▶ **Document segment**:
Hey Imasaluki!! You got out, sailed a bit and had a good day. Albeit the little snafu of getting stuck. Your next venture out will be even better!! Woo!!! 

What did you Helmslady think of it all?


----------



## Magnolia

Well Gang - We are headed to our boat on Wednesday as we start our 4 day ASA 101/103 course on Thursday. Thank goodness the weather has broken and we are going to have pleasant days and nights. 

We are nervous and excited both. There is just so much information to digest. 

Wish us luck!!


----------



## smackdaddy

Git er done! 

And have a blast while you're at it.


----------



## imasaluki

Getting the boat on and off the trailer was a gold star for me. The rigging standing and in tact at the end our day... even better. You know, the whole tiller concept seemed to be lost upon her. Just confusing, I guess. It's not round and doesn't take batteries or talk to you. It's ok, we'll have better days. And, we'll have our outboard to help us soon enough.


----------



## Magnolia

Thnx, Smackdaddy and imasaluki! 

imasaluki - you and your daughter have experience now, it will only get better!!


----------



## Lou452

Imasaluki I hope you had some fun. It is a lot about attitude. Now that you know where to stay out of you will not get stumped Lol A few good hours can make up for a lot.
I did go to the WV race It was a lot of fun. Blue Grass bands and good food and company. Two days of racing. I think the boat I was on may have come in 3rd We had a few 2nd place finishes. It takes a lot to average out a slow race and we had a few of them also. We could not stay for the results as it was a 7 hour trip to get back when it was all done. 
Cave Run Sailing will have the regional C-22 at Cave Run Lake this year that should be good time. We will also have camping and food at our Grand Annual Regatta for two days in Oct. Kind Regards, Lou


----------



## Magnolia

Hello everyone!!!

Well, we did it. Today we finished up with ASA 103 and passed. Woo-hoo!! So now we have ASA 101 & 103. We learned so much and I now feel more comfortable with what we are doing. 

GeometyTeach - I am so glad I listened to you and only did these two courses and did not try to do 104 as well, because like you said, by the end of day 4 your brain is on overload, and, you are just plum tired. We are looking forward to a good nights sleep tonight. 

We are on the boat for one last night tonight. Then, it will probably be a week before we get back up here to use our new knowledge. Gotta use it or lose it. LOL

Hope everyone had a Super Sunday!!!


----------



## GeometryTeach

Glad to hear it went well. We were on the boat last weekend. We can't get back up there until mid October. 

Was Chip your teacher?


----------



## Magnolia

Hey GemTeach - yes, Chip was our instructor. He just kept pounding the info in our head and we finally got it. LOL Unfortunately, our wind was very light, non-existent for 3 days. But, we still jibbed and tacked our little hearts out. 

Let me know when you'll be coming in October. We will try to meet up with you if we can. So far we are busy Oct 5, 13?, 15, 19, then 29th thru Nov 6. 

See ya!


----------



## GeometryTeach

We are not sure when we will be back up to the lake after Oct 13th. We are hoping for one more visit in November but do not know when exactly. Hard to believe the season is about over for us


----------



## Magnolia

I know what you mean. It has been a short season for us. But, we are now able to spend a week or so up here. And I love Fall....hopefully it will be a long and mild one for us. 

Just holler if you do come up...it would be nice to have some sailing partners.

▶ **Given information**:
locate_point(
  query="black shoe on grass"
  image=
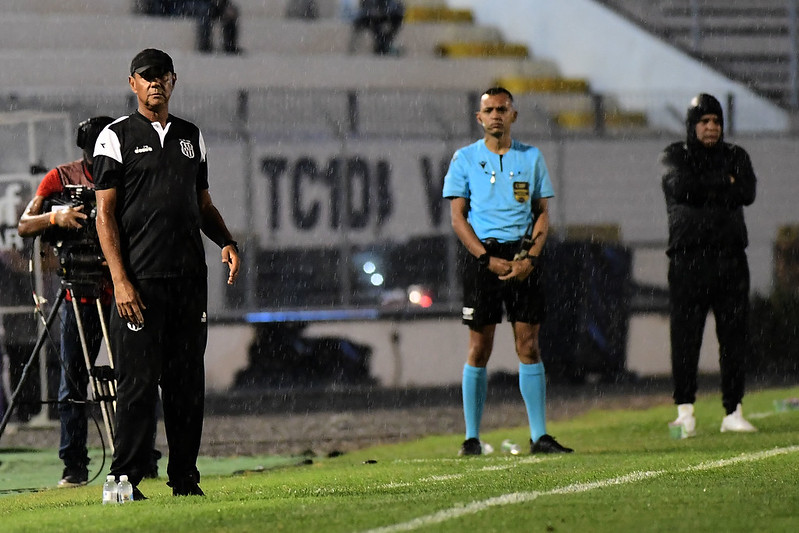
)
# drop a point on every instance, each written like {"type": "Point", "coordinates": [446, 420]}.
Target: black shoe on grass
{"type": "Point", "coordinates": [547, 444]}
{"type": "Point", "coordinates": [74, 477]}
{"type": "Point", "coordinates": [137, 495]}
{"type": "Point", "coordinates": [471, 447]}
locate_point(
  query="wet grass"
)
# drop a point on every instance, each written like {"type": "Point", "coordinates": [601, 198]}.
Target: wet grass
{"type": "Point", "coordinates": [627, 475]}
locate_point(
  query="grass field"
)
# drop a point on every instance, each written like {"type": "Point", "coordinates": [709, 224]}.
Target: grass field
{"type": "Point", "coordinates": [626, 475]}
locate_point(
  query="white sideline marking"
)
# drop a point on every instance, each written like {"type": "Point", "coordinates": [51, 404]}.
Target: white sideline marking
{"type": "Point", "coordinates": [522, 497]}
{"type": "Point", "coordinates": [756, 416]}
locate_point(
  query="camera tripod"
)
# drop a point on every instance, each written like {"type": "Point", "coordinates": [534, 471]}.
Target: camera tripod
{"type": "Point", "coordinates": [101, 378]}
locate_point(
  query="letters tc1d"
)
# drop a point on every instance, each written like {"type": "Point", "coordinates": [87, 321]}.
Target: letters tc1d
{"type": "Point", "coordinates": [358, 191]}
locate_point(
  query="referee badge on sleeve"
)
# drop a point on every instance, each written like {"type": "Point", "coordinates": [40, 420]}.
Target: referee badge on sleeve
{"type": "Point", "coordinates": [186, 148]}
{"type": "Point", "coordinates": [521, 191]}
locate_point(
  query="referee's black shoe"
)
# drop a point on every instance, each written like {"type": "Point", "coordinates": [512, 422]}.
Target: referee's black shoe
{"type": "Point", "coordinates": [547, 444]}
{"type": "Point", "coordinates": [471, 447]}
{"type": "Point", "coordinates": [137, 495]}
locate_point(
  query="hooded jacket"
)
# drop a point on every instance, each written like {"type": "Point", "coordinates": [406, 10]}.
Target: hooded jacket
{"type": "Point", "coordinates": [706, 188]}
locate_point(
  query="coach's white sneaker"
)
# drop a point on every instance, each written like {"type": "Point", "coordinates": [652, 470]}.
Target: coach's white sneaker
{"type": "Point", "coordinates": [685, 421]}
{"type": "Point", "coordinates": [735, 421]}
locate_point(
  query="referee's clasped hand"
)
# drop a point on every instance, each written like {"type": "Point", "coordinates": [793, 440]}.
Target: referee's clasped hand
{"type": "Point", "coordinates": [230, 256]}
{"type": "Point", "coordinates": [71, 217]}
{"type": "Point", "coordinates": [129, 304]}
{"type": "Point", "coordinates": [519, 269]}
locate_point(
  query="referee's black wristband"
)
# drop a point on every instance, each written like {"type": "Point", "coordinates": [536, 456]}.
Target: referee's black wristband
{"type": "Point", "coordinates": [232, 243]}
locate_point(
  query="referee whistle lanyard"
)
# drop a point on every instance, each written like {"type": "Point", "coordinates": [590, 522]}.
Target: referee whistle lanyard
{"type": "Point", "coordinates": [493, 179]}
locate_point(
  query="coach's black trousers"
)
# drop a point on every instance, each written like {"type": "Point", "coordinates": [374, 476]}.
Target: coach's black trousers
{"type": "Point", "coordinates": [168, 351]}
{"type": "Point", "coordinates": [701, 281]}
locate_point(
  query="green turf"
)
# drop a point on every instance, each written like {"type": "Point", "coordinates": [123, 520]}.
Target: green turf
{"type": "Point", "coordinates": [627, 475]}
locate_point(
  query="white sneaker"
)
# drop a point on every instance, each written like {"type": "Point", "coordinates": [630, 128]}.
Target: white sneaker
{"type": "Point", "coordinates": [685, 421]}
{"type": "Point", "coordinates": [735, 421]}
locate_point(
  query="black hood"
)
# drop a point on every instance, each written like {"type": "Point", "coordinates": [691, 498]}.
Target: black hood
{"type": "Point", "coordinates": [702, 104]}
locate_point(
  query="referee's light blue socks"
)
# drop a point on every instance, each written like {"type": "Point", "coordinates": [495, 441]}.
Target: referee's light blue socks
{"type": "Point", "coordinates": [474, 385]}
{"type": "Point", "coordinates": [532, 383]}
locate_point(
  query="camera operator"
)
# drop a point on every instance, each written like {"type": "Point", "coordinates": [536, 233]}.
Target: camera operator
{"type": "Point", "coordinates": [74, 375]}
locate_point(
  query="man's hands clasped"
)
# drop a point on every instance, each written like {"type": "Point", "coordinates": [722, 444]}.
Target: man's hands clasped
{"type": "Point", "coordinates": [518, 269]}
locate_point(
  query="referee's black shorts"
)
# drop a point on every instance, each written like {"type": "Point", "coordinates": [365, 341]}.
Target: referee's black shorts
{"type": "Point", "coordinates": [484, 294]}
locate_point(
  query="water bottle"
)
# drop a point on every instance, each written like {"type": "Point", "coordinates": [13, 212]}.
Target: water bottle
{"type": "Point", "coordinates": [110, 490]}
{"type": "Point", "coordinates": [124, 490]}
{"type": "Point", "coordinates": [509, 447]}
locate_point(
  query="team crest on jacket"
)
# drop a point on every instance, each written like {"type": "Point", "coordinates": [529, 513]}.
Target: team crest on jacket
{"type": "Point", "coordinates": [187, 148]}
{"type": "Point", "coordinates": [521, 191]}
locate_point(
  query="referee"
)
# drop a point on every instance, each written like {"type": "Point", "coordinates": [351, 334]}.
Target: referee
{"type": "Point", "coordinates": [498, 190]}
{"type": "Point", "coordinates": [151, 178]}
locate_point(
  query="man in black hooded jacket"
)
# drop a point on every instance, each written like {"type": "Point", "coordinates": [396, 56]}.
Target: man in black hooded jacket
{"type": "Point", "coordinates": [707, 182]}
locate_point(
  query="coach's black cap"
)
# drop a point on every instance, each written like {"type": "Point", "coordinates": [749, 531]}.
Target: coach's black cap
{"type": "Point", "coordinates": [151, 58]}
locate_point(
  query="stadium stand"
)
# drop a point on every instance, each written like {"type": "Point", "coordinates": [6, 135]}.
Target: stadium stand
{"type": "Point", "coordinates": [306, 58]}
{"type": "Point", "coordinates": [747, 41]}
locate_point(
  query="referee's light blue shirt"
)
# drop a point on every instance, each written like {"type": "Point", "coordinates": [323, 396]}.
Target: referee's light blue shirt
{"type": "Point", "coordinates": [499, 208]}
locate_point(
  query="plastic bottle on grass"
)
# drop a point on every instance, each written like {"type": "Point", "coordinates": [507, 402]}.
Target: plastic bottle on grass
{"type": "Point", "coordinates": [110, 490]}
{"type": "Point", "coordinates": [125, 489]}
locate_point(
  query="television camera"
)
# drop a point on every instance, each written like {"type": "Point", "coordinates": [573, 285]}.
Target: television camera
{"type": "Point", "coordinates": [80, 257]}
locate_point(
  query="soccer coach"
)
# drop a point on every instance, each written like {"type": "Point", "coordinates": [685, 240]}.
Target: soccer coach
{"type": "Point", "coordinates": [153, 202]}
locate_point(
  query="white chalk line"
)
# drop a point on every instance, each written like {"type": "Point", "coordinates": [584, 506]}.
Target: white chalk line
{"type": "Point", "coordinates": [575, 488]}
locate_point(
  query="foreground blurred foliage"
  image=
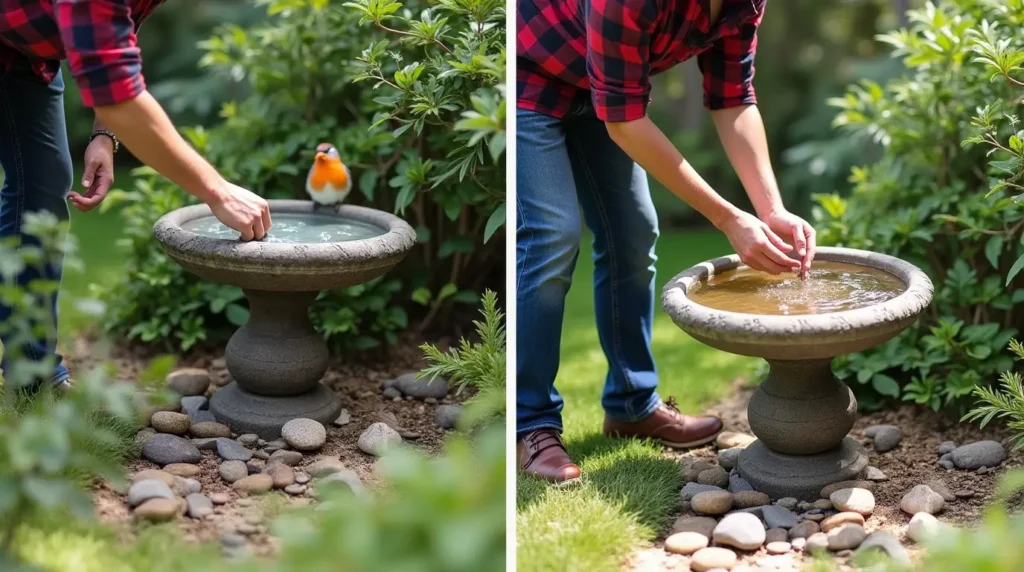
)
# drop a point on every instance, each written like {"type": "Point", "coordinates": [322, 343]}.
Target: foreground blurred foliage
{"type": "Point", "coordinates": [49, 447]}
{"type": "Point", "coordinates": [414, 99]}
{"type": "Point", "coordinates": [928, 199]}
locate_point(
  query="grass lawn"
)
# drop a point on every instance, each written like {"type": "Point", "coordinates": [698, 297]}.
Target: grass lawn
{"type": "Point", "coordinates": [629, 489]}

▶ **Goals**:
**A.** Copy the passage from the sailing thread that begins at the words "What did you" and ends after the words "days and nights.".
**B.** According to the sailing thread, how long was the trip home from the WV race?
**C.** List every username that appears as a post header in the sailing thread.

▶ **Results for each task**:
**A.**
What did you Helmslady think of it all?


----------



## Magnolia

Well Gang - We are headed to our boat on Wednesday as we start our 4 day ASA 101/103 course on Thursday. Thank goodness the weather has broken and we are going to have pleasant days and nights.

**B.** It was a 7-hour trip.

**C.** Magnolia, smackdaddy, imasaluki, Lou452, GeometryTeach